REQUIREMENT: Copy the entries below word for word, leaving out the pictures.

[Recorded data]
----------------------------------------

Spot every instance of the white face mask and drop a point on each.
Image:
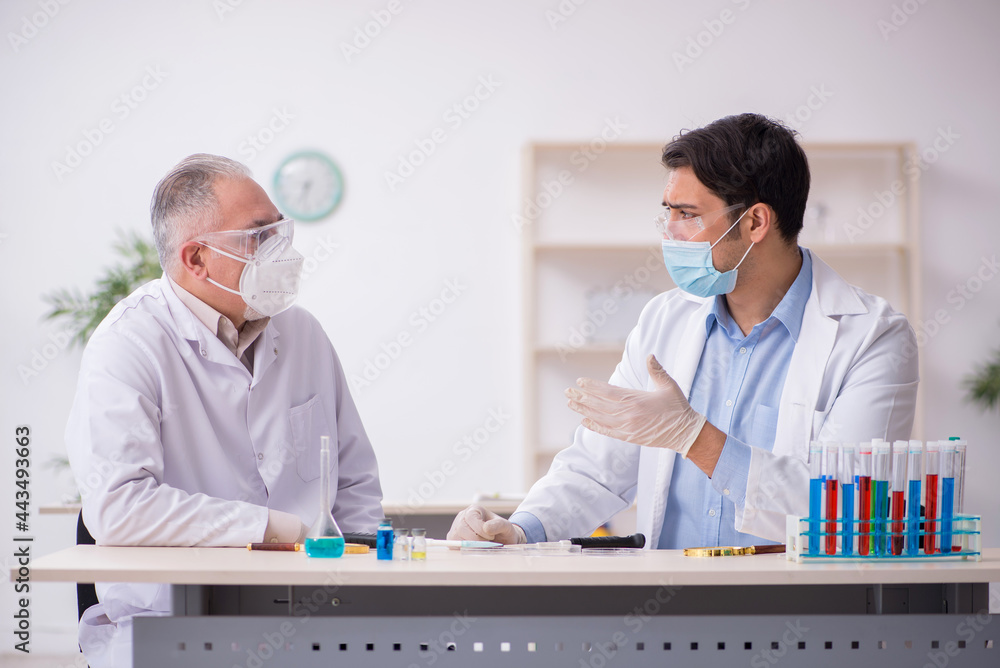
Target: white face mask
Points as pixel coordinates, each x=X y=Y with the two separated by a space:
x=270 y=280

----------------------------------------

RESULT BELOW:
Spot every instance of the white face mask and drop a point on each.
Image:
Target: white face mask
Points as pixel coordinates, each x=X y=Y with the two separated by a space:
x=270 y=280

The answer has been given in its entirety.